● **TEXTAUSZUG**
━━━━
Merkel macht sich rar, Kern talkt im Stakkato
ORF und Privat-TV spielen Taktgeber im Wahlkampf. Wie der Social Moloch mit diesen Bildern umgeht, ist jedoch unberechenbar.
Sogar „Mutti“ist weniger anmaßend als Theresa May. Während die britische Premierministerin dem Herausforderer Jeremy Corbyn kein TV-Duell gewährt hat, stellt sich die deutsche Kanzlerin ihrem Widersacher vor den Kameras: Am 3. September übertragen vier Sender diese Konfrontation von Angela Merkel und Martin Schulz. In Österreich gibt es an diesem Sonntagabend dann schon die erste Elefantenrunde der Spitzenkandidaten auf Puls 4. Weitere folgen auf ATV und im ORF. Dazu kommen noch ein Kanzlerdreikampf bei den Privaten und 25 Zweier-Konfrontationen. Jeder gegen jeden – sowohl im ORF als auch bei Puls 4. Es verzichtet bloß auf das Team Stronach.
In Deutschland hat Merkel den Schulz’ Wunsch nach einem zweiten Duell abgelehnt. In Österreich sitzen oder stehen sich Christian Kern, Sebastian Kurz und Heinz-Christian Strache sechs Mal gegenüber. Dazu noch Sommergespräche, Pressestunden, Klartext-Interviews, Servus TV: Das Fernsehen bleibt der Taktgeber auch für diese Wahl. Denn die Politik lässt sich darauf ein. Aus der Sicht der Programmmacher ist das folgerichtig. Die 15 ORF-TV-Konfrontationen 2013 hatten zwischen 570.000 und 850.000 Seher. Zumindest Passagen eines dieser Duelle verfolgt haben damals 3,7 Millionen Menschen. Heute verfügt Facebook über so viele Nutzer in Österreich.
━━━━
● **AUSGANGSDATEN**
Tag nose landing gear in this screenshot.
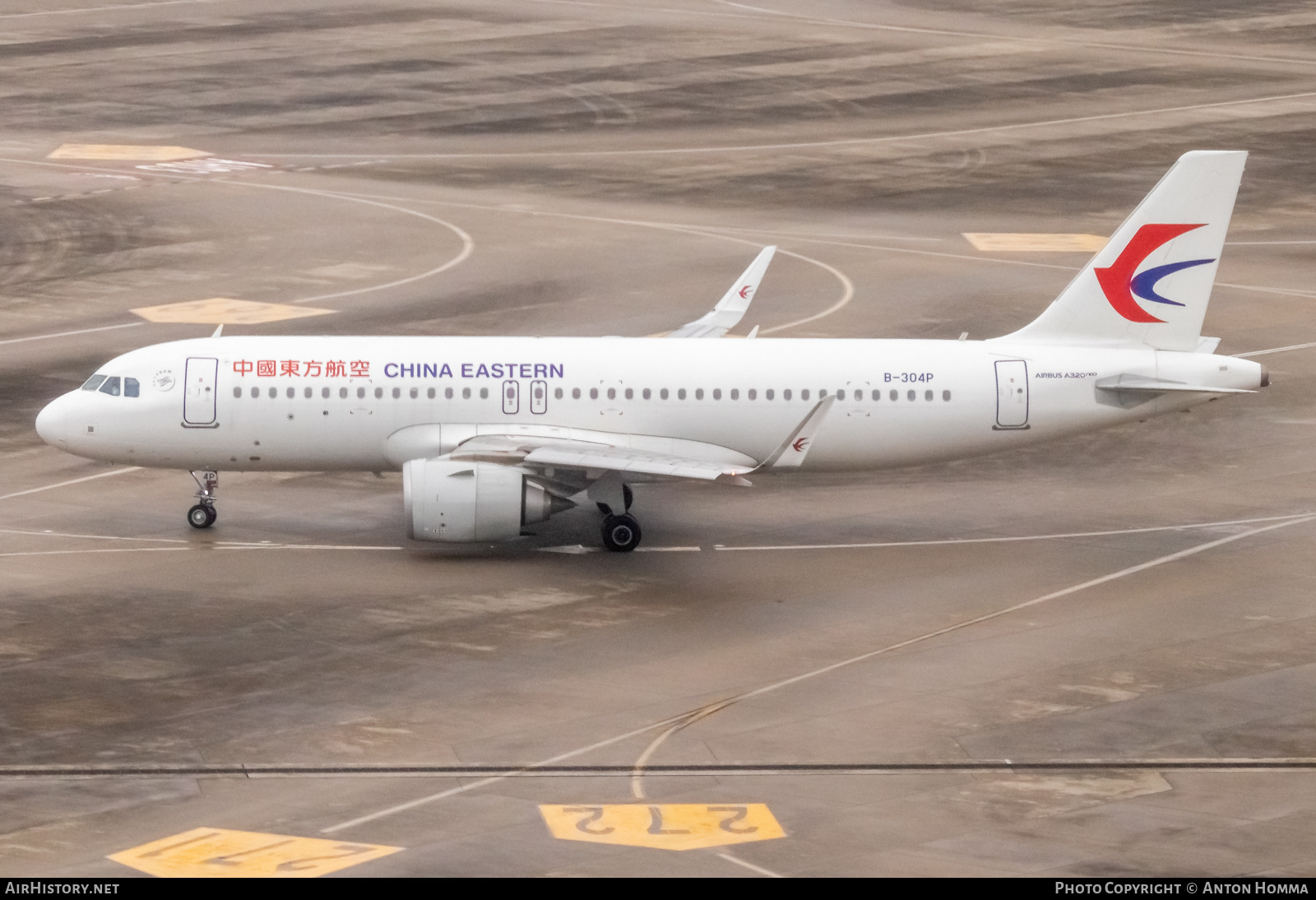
━━━━
Zähle alle Personen auf, die im Textauszug mit Vor- und Nachnamen vorkommen.

● **LÖSUNG DER AUFGABE**
Theresa May, Jeremy Corbyn, Angela Merkel, Martin Schulz, Christian Kern, Sebastian Kurz, Heinz-Christian Strache